- [Trecho]:
---

E essa paixão, que nos toma, pelos escritos de Clarice, impulsiona-nos a vontade de dividir, de ver mais e mais pessoas achando seu eu perdido na rotina e no cotidiano.
Nesse sentido a Editora Rocco foi muito feliz publicando Clarice na cabeceira livro no qual leitores famosos escolhem seus contos preferidos e comentam-nos. Não bastasse isso, a editora doou uma coleção completa de Clarice Lispector para cada uma das bibliotecas indicadas pelos leitores convidados.
Então, com o desejo de vê-los apaixonados pela Clarice, transcreveremos a introdução do livro e os comentários de leitores, famosos, sobre seus contos selecionados.
Apresentamos-lhes “Clarice na cabeceira”
Introdução
Clarice na cabeceira é uma seleção afetiva de 22 contos de Clarice Lispector feita por leitores que se dedicam a criar “instantes de beleza” em seus trabalhos: são escritores, atrizes, cineastras, cantoras, críticos literários e jornalistas. A frase de Guimarães Rosa ecoa no texto que cada leitor convidado escreveu: “Clarice, eu não leio você para a literatura, mas para a vida”. Esta frase tocou tanto a escritora a ponto de ela registrá-la numa crônica em sua coluna no Jornal do Brasil.

---

(Dados de ancoragem de objetos em linguagem natural)

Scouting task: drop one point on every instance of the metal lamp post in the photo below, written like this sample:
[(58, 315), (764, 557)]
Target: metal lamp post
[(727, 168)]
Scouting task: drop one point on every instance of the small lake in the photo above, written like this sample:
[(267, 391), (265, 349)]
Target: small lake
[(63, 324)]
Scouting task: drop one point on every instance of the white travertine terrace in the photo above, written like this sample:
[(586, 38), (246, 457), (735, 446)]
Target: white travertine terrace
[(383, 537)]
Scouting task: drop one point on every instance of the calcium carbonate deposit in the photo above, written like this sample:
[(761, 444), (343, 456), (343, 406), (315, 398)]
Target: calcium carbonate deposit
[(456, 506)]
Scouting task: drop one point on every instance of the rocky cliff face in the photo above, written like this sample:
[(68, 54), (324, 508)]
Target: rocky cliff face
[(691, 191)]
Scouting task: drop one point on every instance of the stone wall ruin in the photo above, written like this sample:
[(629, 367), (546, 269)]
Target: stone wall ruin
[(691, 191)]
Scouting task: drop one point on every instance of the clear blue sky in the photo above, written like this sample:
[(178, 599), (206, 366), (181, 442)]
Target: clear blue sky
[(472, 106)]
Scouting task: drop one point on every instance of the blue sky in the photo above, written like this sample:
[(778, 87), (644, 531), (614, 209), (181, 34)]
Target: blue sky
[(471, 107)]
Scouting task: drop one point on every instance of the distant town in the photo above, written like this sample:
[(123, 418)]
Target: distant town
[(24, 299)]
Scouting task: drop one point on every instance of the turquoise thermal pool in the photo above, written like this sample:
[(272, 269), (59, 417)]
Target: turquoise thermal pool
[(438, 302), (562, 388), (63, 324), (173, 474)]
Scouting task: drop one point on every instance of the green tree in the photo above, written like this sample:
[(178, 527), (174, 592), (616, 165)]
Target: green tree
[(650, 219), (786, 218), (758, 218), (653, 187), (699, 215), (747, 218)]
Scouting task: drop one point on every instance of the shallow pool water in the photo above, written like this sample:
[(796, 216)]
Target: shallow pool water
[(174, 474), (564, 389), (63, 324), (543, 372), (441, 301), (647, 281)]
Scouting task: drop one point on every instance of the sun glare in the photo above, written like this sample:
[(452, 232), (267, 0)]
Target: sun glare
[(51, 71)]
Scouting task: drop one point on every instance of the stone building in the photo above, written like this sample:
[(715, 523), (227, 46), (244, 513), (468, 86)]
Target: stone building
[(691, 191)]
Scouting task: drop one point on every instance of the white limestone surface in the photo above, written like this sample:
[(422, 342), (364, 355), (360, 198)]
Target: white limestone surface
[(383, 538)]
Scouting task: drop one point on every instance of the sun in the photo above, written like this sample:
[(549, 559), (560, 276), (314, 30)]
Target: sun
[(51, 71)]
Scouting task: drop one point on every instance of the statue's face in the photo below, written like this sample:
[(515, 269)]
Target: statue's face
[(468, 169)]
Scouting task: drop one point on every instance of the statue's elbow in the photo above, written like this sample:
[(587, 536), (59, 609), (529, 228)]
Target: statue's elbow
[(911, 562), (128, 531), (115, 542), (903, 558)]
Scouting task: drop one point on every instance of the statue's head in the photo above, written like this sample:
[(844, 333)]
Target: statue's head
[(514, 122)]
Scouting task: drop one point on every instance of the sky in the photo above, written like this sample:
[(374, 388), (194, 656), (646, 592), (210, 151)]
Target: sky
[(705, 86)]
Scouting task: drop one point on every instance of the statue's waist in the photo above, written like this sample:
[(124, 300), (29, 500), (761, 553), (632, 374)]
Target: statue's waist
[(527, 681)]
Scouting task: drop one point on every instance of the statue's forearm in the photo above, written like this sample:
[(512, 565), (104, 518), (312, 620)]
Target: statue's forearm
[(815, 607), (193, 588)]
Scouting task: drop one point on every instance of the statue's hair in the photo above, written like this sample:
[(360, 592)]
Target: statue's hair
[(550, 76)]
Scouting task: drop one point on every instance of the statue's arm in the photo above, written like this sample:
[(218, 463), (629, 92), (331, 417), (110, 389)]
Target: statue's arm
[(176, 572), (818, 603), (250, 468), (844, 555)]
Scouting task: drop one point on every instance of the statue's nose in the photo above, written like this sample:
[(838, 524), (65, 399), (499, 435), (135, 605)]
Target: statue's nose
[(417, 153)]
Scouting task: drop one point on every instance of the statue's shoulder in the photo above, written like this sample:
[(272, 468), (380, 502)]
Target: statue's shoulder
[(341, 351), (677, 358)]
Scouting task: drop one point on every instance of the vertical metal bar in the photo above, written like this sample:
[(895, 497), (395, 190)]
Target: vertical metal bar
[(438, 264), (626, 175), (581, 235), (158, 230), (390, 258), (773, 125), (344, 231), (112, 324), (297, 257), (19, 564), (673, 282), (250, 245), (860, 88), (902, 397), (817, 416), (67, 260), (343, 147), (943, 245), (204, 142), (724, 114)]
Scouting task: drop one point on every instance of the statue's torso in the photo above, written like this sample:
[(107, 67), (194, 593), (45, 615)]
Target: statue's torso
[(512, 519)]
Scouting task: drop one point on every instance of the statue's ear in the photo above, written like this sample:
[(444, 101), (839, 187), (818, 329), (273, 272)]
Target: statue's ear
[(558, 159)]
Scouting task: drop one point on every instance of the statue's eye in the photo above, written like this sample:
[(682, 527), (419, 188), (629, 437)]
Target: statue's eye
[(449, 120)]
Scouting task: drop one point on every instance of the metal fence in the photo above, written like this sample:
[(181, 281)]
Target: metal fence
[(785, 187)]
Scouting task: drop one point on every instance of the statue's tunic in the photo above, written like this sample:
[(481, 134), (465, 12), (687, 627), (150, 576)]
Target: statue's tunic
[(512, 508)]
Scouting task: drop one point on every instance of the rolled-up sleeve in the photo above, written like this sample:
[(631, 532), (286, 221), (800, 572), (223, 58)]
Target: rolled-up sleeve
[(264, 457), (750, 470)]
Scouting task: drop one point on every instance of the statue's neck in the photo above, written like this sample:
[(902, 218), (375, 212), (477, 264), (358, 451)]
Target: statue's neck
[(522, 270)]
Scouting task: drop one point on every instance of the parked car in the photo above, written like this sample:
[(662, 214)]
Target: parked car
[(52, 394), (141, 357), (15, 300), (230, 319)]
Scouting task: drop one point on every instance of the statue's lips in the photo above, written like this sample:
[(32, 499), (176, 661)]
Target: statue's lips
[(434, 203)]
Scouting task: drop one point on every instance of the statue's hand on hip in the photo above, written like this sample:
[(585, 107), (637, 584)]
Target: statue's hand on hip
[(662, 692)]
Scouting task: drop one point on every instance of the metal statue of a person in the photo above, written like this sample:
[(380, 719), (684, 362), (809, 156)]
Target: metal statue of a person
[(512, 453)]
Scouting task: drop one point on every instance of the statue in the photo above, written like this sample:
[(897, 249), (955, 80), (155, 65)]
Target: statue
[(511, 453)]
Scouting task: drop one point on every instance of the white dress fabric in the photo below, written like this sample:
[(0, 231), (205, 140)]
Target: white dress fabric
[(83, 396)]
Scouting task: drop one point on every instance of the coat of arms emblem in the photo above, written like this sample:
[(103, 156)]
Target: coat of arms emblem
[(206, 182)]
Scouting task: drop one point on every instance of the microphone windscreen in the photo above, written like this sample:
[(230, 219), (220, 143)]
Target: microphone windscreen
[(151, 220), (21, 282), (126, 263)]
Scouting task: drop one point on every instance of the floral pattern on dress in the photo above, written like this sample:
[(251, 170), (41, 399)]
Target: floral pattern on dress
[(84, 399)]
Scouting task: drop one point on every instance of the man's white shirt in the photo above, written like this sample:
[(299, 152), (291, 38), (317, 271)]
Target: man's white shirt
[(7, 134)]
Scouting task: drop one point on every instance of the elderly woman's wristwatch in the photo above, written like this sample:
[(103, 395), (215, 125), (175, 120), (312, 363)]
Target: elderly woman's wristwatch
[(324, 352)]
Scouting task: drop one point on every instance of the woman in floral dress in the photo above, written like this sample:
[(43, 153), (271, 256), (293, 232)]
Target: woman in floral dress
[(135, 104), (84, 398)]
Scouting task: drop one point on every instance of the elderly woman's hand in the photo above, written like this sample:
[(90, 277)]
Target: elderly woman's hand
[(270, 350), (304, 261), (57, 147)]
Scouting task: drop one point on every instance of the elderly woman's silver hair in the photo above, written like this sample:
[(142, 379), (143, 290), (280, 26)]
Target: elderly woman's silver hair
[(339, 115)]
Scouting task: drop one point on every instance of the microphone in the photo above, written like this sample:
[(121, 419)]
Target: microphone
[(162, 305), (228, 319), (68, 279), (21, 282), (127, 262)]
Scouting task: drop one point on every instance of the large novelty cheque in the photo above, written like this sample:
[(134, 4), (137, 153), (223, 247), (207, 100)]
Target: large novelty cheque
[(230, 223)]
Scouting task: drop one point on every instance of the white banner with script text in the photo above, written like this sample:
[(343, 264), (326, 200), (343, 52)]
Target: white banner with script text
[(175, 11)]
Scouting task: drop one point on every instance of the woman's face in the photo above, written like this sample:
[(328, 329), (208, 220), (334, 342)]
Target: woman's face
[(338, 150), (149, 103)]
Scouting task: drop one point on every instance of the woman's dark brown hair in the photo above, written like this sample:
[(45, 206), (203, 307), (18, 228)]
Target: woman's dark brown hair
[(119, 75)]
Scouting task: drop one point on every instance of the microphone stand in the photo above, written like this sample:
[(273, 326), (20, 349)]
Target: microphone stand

---

De acordo com o trecho sobre "Clarice na cabeceira", por que Clarice Lispector registrou a frase de Guimarães Rosa numa crônica? Responda em uma a três frases.

Clarice Lispector registrou a frase numa crônica de sua coluna no Jornal do Brasil porque a frase "Clarice, eu não leio você para a literatura, mas para a vida" a tocou profundamente.